= Assignment 1 =
List the things the BMA says it wants in the film-smoking debate.
= Assignment 2 =
Transcribe everything in the film-smoking debate from "The BMA does" down to "any movie scene.".

*** Opening Page extract ***

Parents have a right to know when film stars are paid to push cigarettes. And films that receive sponsorship from the tobacco industry should be required to declare that information.

The BMA does not favour a ban on smoking in movies. We do want:

* films to declare anything of value (money, cigarettes, gifts, publicity, interest-free loans or anything else) received from anyone in exchange for using or displaying tobacco.

* Strong clear, messages about the health risks of smoking to be shown before any film with any tobacco presence, regardless of its rating.

* An end to all tobacco branding in any movie scene.

Cinema's love affair with tobacco has claimed countless lives, not least those of its stars. It's time that Hollywood's fatal attraction with cigarettes is stubbed out.
SJ

Against

If you rang my late colleague Alexander Walker of the London Evening Standard when he was out, the final words on the answerphone were: "And remember, smoking is the slow way to suicide." He objected strongly to films in which there was too much puffing, and he wouldn't have thanked me for defending the practice even though he knew I was a smoker. But I do defend it, largely because of what the next step from the censorship brigade is likely to be.

For instance, is the British Medical Association, which now seems to agree with Mr Walker on the subject, not aware that drinking causes at least as much illness and cost to the National Health Service as smoking? Of course it is, but I don't recall any suggestions that booze or drunkenness should be banned from movies or given an adult certificate. And what about guns? Should we not censor them, too? Murder is a pretty bad crime, so perhaps we should frown on that too, thus emasculating most Hollywood films straight away.

No, the ban on smoking on film is not a very intelligent idea when at least 25% of the audience light up on a regular basis. It is indeed a bad and dangerous habit and I am absolutely with Dr Vivianne Nathanson, the BMA's head of health policy, that cigarette companies should be discouraged from placing their products in films. Too much of that goes on already and you scarcely see a movie nowadays that doesn't part-finance itself that way. But to pretend that no one smokes is another matter altogether. To divest 007 of his cigars might strictly be in accordance with the awful warning on my cigarette packet that smoking causes impotence, but in my opinion it might very well cause impotence in him.

*** Closing Page extract ***
*** Opening Source material ***

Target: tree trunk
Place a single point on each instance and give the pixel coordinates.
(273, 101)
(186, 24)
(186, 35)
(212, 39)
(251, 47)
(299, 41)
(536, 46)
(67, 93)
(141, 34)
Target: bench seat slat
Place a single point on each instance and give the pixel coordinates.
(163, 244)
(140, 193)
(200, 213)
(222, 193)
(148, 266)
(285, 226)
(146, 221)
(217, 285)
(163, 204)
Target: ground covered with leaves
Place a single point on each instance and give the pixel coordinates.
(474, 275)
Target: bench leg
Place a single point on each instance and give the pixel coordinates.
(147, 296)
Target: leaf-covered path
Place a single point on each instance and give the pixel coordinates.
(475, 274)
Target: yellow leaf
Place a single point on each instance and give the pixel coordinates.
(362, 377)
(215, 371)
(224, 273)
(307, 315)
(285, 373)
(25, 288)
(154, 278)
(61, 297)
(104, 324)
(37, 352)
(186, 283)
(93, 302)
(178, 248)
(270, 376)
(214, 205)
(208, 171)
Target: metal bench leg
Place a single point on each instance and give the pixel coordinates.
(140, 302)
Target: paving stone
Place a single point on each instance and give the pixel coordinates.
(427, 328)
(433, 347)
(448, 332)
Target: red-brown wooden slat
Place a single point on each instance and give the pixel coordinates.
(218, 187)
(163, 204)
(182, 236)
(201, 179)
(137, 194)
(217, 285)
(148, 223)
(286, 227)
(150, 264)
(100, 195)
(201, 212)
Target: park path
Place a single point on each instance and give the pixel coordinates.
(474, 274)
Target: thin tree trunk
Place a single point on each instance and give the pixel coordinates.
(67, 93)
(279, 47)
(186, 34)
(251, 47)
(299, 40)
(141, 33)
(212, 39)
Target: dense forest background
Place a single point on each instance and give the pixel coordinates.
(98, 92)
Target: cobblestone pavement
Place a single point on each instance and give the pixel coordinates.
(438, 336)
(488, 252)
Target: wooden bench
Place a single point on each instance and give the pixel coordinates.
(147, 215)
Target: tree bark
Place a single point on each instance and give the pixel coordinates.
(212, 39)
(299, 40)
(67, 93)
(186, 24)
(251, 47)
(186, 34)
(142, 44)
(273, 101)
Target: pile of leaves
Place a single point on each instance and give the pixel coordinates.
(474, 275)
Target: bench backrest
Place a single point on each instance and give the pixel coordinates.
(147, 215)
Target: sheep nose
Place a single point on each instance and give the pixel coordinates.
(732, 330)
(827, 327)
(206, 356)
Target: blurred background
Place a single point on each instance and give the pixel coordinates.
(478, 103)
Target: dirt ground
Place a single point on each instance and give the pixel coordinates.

*** Closing Source material ***

= Written solution 1 =
1. Films must declare anything of value received from anyone in exchange for using or displaying tobacco, including money, cigarettes, gifts, publicity, interest-free loans or anything else.
2. Strong, clear messages about the health risks of smoking must be shown before any film with any tobacco presence, regardless of its rating.
3. All tobacco branding must end in every movie scene.

= Written solution 2 =
The BMA does not favour a ban on smoking in movies. We do want:

* films to declare anything of value (money, cigarettes, gifts, publicity, interest-free loans or anything else) received from anyone in exchange for using or displaying tobacco.

* Strong clear, messages about the health risks of smoking to be shown before any film with any tobacco presence, regardless of its rating.

* An end to all tobacco branding in any movie scene.